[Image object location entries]
○ ○ ○ ○ ○ ○ ○

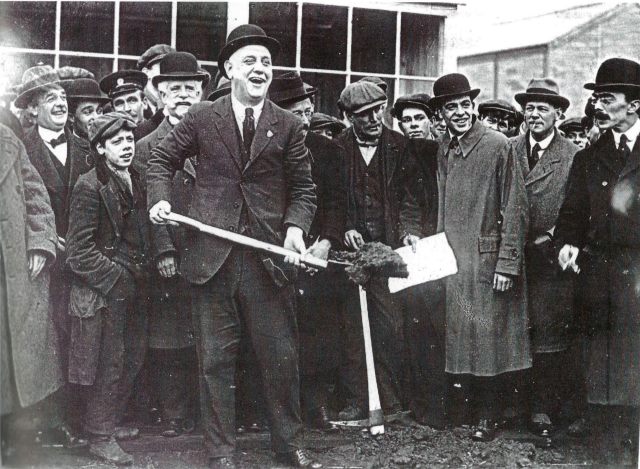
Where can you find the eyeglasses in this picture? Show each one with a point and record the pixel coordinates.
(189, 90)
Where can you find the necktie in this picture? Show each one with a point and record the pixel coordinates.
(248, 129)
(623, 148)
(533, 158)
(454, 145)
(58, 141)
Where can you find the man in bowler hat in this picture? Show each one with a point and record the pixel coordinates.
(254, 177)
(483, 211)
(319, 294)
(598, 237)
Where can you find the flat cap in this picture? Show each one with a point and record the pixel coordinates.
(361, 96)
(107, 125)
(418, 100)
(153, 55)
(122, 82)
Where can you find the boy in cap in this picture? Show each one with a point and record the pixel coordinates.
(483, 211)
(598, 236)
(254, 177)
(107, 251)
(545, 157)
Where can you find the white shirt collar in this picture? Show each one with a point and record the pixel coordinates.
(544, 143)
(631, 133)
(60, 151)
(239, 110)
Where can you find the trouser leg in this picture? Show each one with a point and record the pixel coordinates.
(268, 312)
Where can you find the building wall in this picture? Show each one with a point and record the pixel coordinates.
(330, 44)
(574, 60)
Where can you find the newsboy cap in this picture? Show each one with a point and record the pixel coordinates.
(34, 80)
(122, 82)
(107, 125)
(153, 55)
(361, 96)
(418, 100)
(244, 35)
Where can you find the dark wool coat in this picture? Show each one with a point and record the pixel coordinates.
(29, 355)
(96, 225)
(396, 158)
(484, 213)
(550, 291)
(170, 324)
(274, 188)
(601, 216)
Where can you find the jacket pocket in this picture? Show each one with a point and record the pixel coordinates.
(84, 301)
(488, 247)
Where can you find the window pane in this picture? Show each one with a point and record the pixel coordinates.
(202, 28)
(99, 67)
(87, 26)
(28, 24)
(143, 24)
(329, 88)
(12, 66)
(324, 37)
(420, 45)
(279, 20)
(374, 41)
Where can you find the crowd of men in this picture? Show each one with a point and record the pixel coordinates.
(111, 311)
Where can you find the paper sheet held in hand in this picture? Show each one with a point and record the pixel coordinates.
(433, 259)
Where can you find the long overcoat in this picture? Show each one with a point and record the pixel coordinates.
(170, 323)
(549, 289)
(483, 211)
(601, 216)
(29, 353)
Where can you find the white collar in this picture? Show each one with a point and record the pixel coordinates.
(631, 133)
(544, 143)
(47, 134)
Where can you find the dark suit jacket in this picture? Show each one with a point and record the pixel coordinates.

○ ○ ○ ○ ○ ○ ○

■ PROBLEM DETAILS
Edit the records above so that each "pixel coordinates" becomes "image coordinates", with everything else unchanged, and leave the pictures out of your answer.

■ THE OUTPUT
Where can you find the eyeglasses in this picture? Show each one with a point and record the image coordinates.
(189, 90)
Where can you find the necktie in this picture? Show each one with a point and record the image coordinates.
(248, 129)
(623, 148)
(533, 158)
(454, 145)
(58, 141)
Where can you find the man in bowler hat in this picture? Show each one with a point and record the image coordinates.
(254, 177)
(483, 211)
(319, 294)
(598, 237)
Where can you find the flat cap in this picture? Show each one with a point and record the image coordinates.
(361, 96)
(107, 125)
(418, 100)
(153, 55)
(122, 82)
Where can you find the boy in cap in this picture? Show each one with a point and record the image coordinates.
(483, 211)
(598, 236)
(254, 177)
(107, 251)
(545, 157)
Where can you find the white shirt collar in this picture? Show each one with a point and record the image coordinates.
(544, 143)
(631, 133)
(60, 151)
(239, 110)
Where can you find the trouser leg in this picture? Show each one with a point and record the image coordinates.
(268, 312)
Where can you find the building wall in this picture? Show each one with a point and record the image coordinates.
(330, 44)
(574, 60)
Where can you find the newsboy cap in this picture? Show each one with a point and record the image coordinates.
(34, 80)
(122, 82)
(107, 125)
(153, 55)
(361, 96)
(418, 100)
(244, 35)
Where can you find the dark wool coat in this picture? Show each one with a point and record the image coordinates.
(29, 355)
(96, 225)
(396, 158)
(484, 213)
(550, 291)
(170, 324)
(274, 188)
(601, 216)
Where can you find the jacket pocket in this picture? Show each one with a point and record the image coordinates.
(84, 301)
(488, 247)
Where can you find the window pane in this picture? Show each one with a point and record the image coordinates.
(202, 28)
(99, 67)
(87, 26)
(28, 24)
(143, 24)
(329, 88)
(12, 66)
(324, 37)
(420, 45)
(279, 20)
(374, 41)
Where can you find the crowd of men in this picture? Show each one with a point and record the image coordinates.
(111, 311)
Where can you find the paper sheet held in hand in this picture? Show each one with a point and record the image coordinates.
(433, 259)
Where can you find the long overcoat in this picture? Show each one with a point and record the image coordinates.
(170, 323)
(549, 289)
(483, 211)
(601, 216)
(29, 353)
Where can you find the white collar in this picture? Show each one with a point and record the image coordinates.
(631, 133)
(544, 143)
(47, 134)
Where can you find the dark suit jacket in this picture? Show each one with a point and record the image coordinates.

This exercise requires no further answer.